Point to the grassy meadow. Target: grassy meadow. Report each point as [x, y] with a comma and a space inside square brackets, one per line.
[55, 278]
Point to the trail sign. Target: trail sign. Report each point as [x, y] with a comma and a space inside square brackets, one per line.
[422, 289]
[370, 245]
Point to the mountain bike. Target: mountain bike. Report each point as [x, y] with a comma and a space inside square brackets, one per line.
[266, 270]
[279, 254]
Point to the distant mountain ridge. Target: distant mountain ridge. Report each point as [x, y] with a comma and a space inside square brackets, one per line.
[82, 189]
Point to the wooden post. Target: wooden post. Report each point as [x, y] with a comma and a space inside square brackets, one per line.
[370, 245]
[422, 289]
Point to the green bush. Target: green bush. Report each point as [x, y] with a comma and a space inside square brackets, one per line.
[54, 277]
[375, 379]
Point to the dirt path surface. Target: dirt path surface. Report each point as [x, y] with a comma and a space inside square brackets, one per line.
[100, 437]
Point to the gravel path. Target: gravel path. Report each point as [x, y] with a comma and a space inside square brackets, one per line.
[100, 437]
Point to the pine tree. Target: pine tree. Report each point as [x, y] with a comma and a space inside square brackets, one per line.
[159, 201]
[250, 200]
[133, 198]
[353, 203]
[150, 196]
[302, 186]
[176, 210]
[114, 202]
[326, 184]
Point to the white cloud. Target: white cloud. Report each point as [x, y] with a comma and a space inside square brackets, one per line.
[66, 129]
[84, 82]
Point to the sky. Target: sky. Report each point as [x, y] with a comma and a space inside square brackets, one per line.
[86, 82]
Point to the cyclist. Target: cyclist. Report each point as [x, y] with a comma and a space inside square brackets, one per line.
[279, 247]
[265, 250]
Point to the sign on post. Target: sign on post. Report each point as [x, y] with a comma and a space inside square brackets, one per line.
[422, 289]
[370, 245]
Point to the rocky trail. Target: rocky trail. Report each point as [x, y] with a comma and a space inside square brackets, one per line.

***

Your objective:
Render every line of the material above as a JSON list of strings, with one string per line and any blank lines left out.

Written answer:
[
  "Point to the grassy meadow. Target: grassy meadow. Report each point as [x, y] with a comma and a space inside square brackets, one per line.",
  "[55, 278]",
  "Point to the trail sign. Target: trail sign. Report each point as [x, y] with a comma and a space inside square brackets, one per line.",
  "[422, 289]",
  "[370, 245]",
  "Point to the mountain bike. Target: mountain bike. Report each point as [x, y] with a comma and a space inside square brackets, one per line.",
  "[266, 270]",
  "[279, 254]",
  "Point to the distant mountain ridge. Target: distant mountain ridge. Report each point as [x, y] with a comma and a space inside square brackets, one per line.",
  "[82, 189]",
  "Point to the wooden post. Target: wooden post. Report each point as [x, y] with a comma and a space inside square brackets, one per line.",
  "[370, 245]",
  "[422, 289]",
  "Point to the green bush. Target: green bush. Report each point as [x, y] with a comma and a space inside square brackets, one per line.",
  "[54, 277]",
  "[375, 379]",
  "Point to the dirt path surface. Target: dirt path surface. Report each point as [x, y] with a comma and a space inside square brackets, one per line.",
  "[100, 437]",
  "Point to the gravel path. Target: gravel path. Report each point as [x, y] with a comma and a space inside square brackets, one per line.",
  "[100, 437]",
  "Point to the pine tree. Target: pine tree. Report each point as [x, y] with a comma and a space inside square brackets, one per line.",
  "[159, 201]",
  "[250, 200]",
  "[133, 198]",
  "[353, 203]",
  "[150, 196]",
  "[302, 186]",
  "[176, 210]",
  "[114, 202]",
  "[326, 184]",
  "Point to the white cloud. Target: white cloud. Report each point as [x, y] with a comma and a space inside square brackets, one per line.",
  "[66, 129]",
  "[84, 82]",
  "Point to the sky. Target: sky. Report each point as [x, y] with a comma and a space inside square brackets, one per line.",
  "[86, 82]",
  "Point to the cyclist. Target: cyclist. Report each point as [x, y] with a comma and a space inside square brackets, one per line.",
  "[279, 247]",
  "[265, 250]",
  "Point to the sign on post. Target: sign on post. Report each point as [x, y] with a comma and a space inside square brackets, one per line.",
  "[422, 289]",
  "[370, 245]",
  "Point to the rocky trail. Target: rocky trail. Report each point as [x, y] with a comma and a space inside square brackets, one per line."
]